◆ PROBLEM STATEMENT ◆
Can you switch "photo above" to "image above" everywhere in the records below and give the lines again with nothing else changed? Leave the pictures out of your answer.

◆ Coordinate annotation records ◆
----

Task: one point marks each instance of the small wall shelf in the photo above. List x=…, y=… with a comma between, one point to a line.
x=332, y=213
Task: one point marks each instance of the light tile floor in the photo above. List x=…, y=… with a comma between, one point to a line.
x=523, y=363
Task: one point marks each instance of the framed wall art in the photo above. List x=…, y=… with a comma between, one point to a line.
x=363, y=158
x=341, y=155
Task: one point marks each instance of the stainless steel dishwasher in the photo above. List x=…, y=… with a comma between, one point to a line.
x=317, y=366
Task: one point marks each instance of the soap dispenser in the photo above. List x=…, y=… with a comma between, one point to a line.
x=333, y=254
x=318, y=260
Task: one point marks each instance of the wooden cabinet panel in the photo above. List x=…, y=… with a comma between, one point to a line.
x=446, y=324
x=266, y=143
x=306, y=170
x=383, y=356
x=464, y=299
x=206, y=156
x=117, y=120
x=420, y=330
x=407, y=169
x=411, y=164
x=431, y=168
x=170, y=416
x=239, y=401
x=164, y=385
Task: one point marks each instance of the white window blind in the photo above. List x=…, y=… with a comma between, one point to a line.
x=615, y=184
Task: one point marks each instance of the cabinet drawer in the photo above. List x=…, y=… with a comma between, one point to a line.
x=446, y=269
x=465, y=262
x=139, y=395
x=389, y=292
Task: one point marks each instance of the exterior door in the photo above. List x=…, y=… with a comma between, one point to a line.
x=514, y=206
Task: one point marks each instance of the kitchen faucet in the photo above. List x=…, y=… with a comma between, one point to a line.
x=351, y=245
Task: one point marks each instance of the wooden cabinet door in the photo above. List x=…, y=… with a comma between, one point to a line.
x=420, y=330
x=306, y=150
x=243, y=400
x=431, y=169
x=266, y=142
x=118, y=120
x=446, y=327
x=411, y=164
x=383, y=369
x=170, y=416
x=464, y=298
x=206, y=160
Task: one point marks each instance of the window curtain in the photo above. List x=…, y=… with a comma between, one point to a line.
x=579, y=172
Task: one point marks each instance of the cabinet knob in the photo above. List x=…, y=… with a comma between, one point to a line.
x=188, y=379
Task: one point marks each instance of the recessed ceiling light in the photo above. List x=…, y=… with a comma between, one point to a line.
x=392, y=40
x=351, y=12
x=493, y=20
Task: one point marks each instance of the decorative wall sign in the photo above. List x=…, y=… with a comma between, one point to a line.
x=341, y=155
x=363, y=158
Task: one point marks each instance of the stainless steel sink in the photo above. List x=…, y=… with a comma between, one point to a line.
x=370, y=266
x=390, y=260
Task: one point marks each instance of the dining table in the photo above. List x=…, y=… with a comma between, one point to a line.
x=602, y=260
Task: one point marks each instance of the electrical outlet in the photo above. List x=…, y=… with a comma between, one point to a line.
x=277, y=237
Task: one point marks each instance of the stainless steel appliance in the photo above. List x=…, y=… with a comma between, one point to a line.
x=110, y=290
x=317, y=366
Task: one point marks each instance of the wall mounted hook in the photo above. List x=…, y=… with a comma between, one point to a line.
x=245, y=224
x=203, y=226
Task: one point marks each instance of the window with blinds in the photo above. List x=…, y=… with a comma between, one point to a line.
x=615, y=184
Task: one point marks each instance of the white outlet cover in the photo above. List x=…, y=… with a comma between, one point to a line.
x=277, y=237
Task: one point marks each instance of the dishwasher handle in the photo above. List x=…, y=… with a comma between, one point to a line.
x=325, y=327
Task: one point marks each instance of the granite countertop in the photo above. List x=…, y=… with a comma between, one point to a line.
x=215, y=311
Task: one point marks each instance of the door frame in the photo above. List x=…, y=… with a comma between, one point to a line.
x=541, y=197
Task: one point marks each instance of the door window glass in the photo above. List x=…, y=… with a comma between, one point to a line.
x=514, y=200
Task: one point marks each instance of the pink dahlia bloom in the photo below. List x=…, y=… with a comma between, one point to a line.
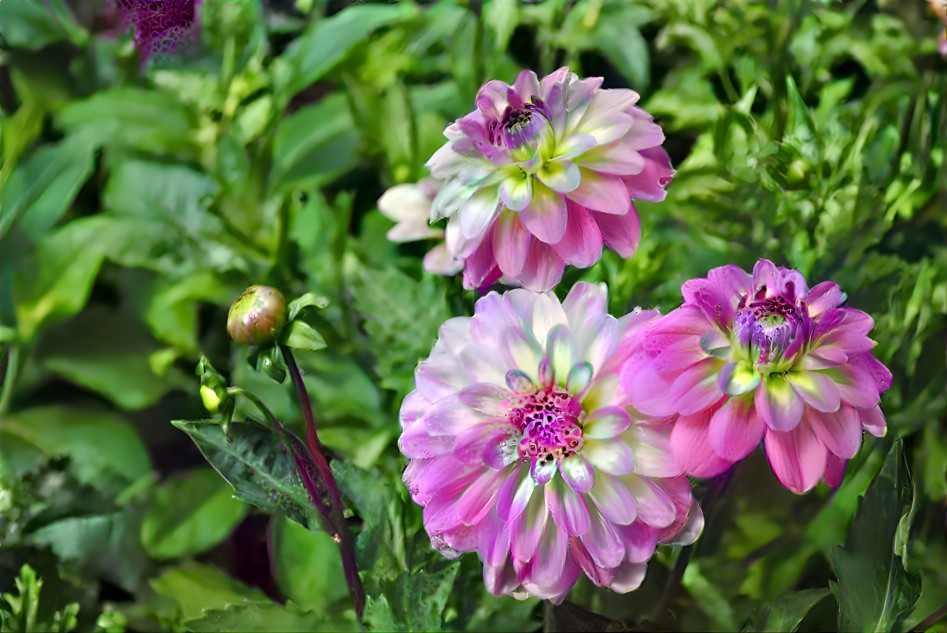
x=542, y=173
x=761, y=357
x=523, y=450
x=409, y=206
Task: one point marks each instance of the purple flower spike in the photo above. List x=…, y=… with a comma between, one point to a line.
x=761, y=357
x=522, y=447
x=542, y=174
x=161, y=26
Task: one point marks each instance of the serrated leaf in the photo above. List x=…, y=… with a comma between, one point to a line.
x=260, y=469
x=189, y=515
x=402, y=317
x=787, y=613
x=874, y=591
x=301, y=335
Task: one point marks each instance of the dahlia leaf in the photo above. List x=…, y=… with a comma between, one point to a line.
x=787, y=613
x=259, y=467
x=875, y=590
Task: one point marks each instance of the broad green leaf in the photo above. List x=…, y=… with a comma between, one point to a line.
x=197, y=588
x=108, y=352
x=314, y=144
x=55, y=279
x=874, y=591
x=146, y=120
x=402, y=317
x=788, y=612
x=102, y=545
x=301, y=335
x=189, y=515
x=43, y=189
x=260, y=469
x=33, y=25
x=328, y=41
x=268, y=617
x=307, y=565
x=100, y=444
x=415, y=601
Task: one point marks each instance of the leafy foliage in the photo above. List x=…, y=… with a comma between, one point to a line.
x=137, y=202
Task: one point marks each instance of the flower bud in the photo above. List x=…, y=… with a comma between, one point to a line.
x=257, y=316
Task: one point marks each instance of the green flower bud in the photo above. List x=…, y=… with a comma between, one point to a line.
x=257, y=316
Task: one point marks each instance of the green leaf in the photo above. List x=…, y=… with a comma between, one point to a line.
x=260, y=469
x=100, y=444
x=787, y=613
x=190, y=515
x=307, y=565
x=402, y=317
x=415, y=602
x=314, y=144
x=328, y=41
x=42, y=190
x=198, y=588
x=33, y=25
x=108, y=353
x=151, y=121
x=874, y=591
x=301, y=335
x=55, y=279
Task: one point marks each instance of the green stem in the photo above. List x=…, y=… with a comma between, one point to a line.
x=9, y=378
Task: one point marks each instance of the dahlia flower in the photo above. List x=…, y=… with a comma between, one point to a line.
x=523, y=450
x=409, y=206
x=542, y=173
x=762, y=356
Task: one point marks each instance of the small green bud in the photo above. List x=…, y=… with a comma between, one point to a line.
x=257, y=316
x=210, y=398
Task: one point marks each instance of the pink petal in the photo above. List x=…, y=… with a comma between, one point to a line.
x=613, y=499
x=577, y=472
x=691, y=448
x=824, y=296
x=873, y=420
x=841, y=431
x=601, y=192
x=697, y=388
x=546, y=217
x=612, y=456
x=797, y=457
x=735, y=429
x=543, y=268
x=778, y=404
x=602, y=542
x=834, y=470
x=628, y=577
x=621, y=233
x=817, y=389
x=567, y=509
x=649, y=184
x=526, y=530
x=581, y=246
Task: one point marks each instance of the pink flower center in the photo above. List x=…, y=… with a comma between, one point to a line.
x=770, y=325
x=549, y=422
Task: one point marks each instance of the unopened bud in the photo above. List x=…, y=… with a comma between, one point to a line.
x=257, y=316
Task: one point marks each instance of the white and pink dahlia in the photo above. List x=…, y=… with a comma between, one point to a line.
x=409, y=206
x=542, y=173
x=761, y=356
x=522, y=447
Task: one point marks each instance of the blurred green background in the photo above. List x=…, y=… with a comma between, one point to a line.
x=138, y=201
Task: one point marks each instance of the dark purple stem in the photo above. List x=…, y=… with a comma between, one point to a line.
x=342, y=536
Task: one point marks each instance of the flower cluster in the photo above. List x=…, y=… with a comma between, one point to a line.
x=524, y=450
x=553, y=439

----

◆ TASK ANSWER ◆
Task: one point marks each instance of the small wall shelf in the image above. List x=…, y=… with a comma between, one point to a line.
x=332, y=213
Task: one point marks each instance of the light tile floor in the image above. List x=…, y=… with a comma between, one point to a line.
x=523, y=363
Task: one point marks each instance of the framed wall art in the image above. List x=…, y=… with a comma between, one point to a line.
x=363, y=158
x=341, y=155
Task: one point marks each instance of the stainless steel dishwasher in the image above. List x=…, y=… with a comma between, one point to a line.
x=317, y=366
Task: one point marks each instance of the soap dispenser in the image above. List x=…, y=… with a comma between, one point to a line.
x=333, y=254
x=318, y=260
Task: one point marks each instance of the wooden cabinet panel in the image above. List x=…, y=… with a comma between, one point to a line.
x=446, y=324
x=266, y=143
x=306, y=170
x=383, y=356
x=464, y=299
x=206, y=156
x=117, y=120
x=420, y=330
x=407, y=169
x=411, y=164
x=431, y=168
x=170, y=416
x=239, y=401
x=164, y=385
Task: one point marks each instance of the white window blind in the image above. List x=…, y=… with a comma between, one point to a line.
x=615, y=184
Task: one point marks each instance of the cabinet drawer in the image above. List x=…, y=… with a comma between, one point to a line.
x=446, y=269
x=465, y=262
x=139, y=395
x=389, y=292
Task: one point marks each instance of the exterior door in the image above. List x=…, y=… with a comma between, one point to a line.
x=514, y=206
Task: one point marks each instance of the kitchen faucet in the image above. List x=…, y=… with a comma between, one point to a line.
x=351, y=245
Task: one point marks each instance of the wooden cabinet door in the image above. List x=…, y=… with a comma between, one point to a line.
x=420, y=330
x=306, y=150
x=243, y=400
x=431, y=169
x=266, y=142
x=118, y=120
x=446, y=327
x=411, y=164
x=383, y=369
x=170, y=416
x=464, y=298
x=206, y=160
Task: one point marks each instance of the window curtain in the image above. List x=…, y=… with a comma between, one point to a line.
x=579, y=172
Task: one point marks each instance of the cabinet knob in the image above. List x=…, y=… with a comma between, one point to a line.
x=188, y=379
Task: one point marks each instance of the recessed ceiling light in the image above. List x=…, y=… with a comma between, one point to a line.
x=392, y=40
x=351, y=12
x=493, y=20
Task: one point marks each instance of the decorative wall sign in the image above. List x=…, y=… with a comma between, one point to a line.
x=341, y=155
x=363, y=158
Task: one point marks each instance of the stainless steel sink in the image above. List x=…, y=… with a comma between, one point to a line.
x=370, y=266
x=390, y=260
Task: one point marks each instance of the dining table in the image above. List x=…, y=… with a comma between, one point to a line.
x=602, y=260
Task: one point marks each instance of the electrical outlet in the image above. List x=…, y=… with a comma between, one point to a line.
x=277, y=237
Task: one point marks each instance of the stainless steel appliance in the image above. List x=…, y=… with a comma between, one point to a line.
x=110, y=290
x=317, y=366
Task: one point marks each instance of the wall mounted hook in the image above. List x=…, y=… with a comma between, one point to a line.
x=245, y=224
x=203, y=226
Task: one point marks each instance of the window with blinds in the image above. List x=…, y=… with a comma between, one point to a line.
x=615, y=184
Task: one point marks each instance of the white outlet cover in the image above. List x=…, y=… with a comma between, one point to a line.
x=277, y=237
Task: one point marks each instance of the dishwasher handle in the image above. List x=…, y=… with a comma between, one point to a line.
x=325, y=327
Task: one point marks each instance of the granite countertop in the image above. List x=…, y=… with a comma between, one point to a line.
x=215, y=311
Task: one point marks each instance of the door frame in the image above. List x=…, y=… with a comma between, one point to a line.
x=541, y=197
Task: one point marks each instance of the door window glass in the image above. List x=…, y=… with a comma between, one point to a line.
x=514, y=200
Task: one point marks each instance of the pink dahlia bloom in the photo below. List x=…, y=… with a comma between, one point to a line.
x=542, y=173
x=761, y=357
x=523, y=450
x=409, y=206
Task: one point marks each instance of the purple flower spike in the image above. List x=…, y=… with a comma between, one point to a line.
x=761, y=357
x=522, y=447
x=542, y=174
x=161, y=26
Task: one point marks each instance of the serrated leaf in the image above. List x=…, y=… with a comma between, one point to a line.
x=260, y=469
x=189, y=515
x=402, y=317
x=787, y=613
x=874, y=591
x=301, y=335
Task: one point marks each instance of the dahlia leaf in the image above. List x=…, y=… with a comma between, one point to a line.
x=787, y=613
x=259, y=467
x=875, y=590
Task: one point marks each instance of the broad green leaf in the image above. List x=…, y=… with a comma between, one point to a line.
x=197, y=588
x=108, y=352
x=314, y=144
x=55, y=279
x=874, y=591
x=146, y=120
x=402, y=317
x=788, y=612
x=102, y=545
x=301, y=335
x=189, y=515
x=43, y=189
x=260, y=469
x=33, y=25
x=328, y=41
x=268, y=617
x=307, y=565
x=100, y=444
x=415, y=601
Task: one point marks each instance of the leafy foliage in the image above. List x=…, y=… with a comma between, one point to a line.
x=137, y=202
Task: one point marks each instance of the flower bud in the image above. List x=…, y=… with a comma between, one point to a line.
x=257, y=316
Task: one point marks each instance of the green flower bud in the image above. List x=…, y=… with a comma between, one point to a line.
x=257, y=316
Task: one point marks each instance of the green leaf in the image above. List x=…, y=… with a comma between, one point to a line.
x=260, y=469
x=100, y=444
x=787, y=613
x=190, y=515
x=307, y=565
x=402, y=317
x=415, y=602
x=314, y=144
x=328, y=41
x=42, y=190
x=198, y=588
x=33, y=25
x=108, y=353
x=151, y=121
x=874, y=591
x=301, y=335
x=55, y=279
Task: one point marks each instance of the green stem in the image above. List x=…, y=… with a comma between, one point to a line.
x=9, y=378
Task: one point marks each instance of the dahlia flower in the image above. List x=…, y=… with a comma between, one point to a line.
x=523, y=450
x=409, y=206
x=542, y=173
x=762, y=356
Task: one point marks each instance of the small green bud in the image above. List x=…, y=… with a comma between, one point to a line.
x=257, y=316
x=210, y=398
Task: one point marks each instance of the pink petal in the image above. List x=…, y=… with a comma between, one point to a line.
x=613, y=499
x=577, y=472
x=691, y=448
x=824, y=296
x=873, y=420
x=841, y=431
x=601, y=192
x=697, y=388
x=546, y=217
x=612, y=456
x=797, y=457
x=735, y=429
x=543, y=268
x=778, y=404
x=602, y=542
x=834, y=470
x=628, y=577
x=621, y=233
x=817, y=389
x=567, y=509
x=649, y=184
x=526, y=530
x=581, y=246
Task: one point marks each instance of the pink flower center in the image above. List x=…, y=… with a comma between, one point to a line.
x=770, y=325
x=549, y=422
Task: one point marks each instance of the unopened bud in the image above. List x=…, y=… with a comma between, one point to a line.
x=257, y=316
Task: one point marks each instance of the white and pink dahlia in the image above. List x=…, y=… with a comma between, one point to a line.
x=409, y=206
x=542, y=173
x=761, y=356
x=522, y=447
Task: one point marks each instance of the blurred green background in the image above. List x=…, y=… with a comma between, one point to a line.
x=138, y=201
Task: one point marks each instance of the dark purple stem in the image above. List x=…, y=… with a comma between, one point to a line.
x=342, y=536
Task: one point marks each instance of the flower cluster in the image above. List x=…, y=… with a comma between, one point to a line.
x=524, y=450
x=553, y=439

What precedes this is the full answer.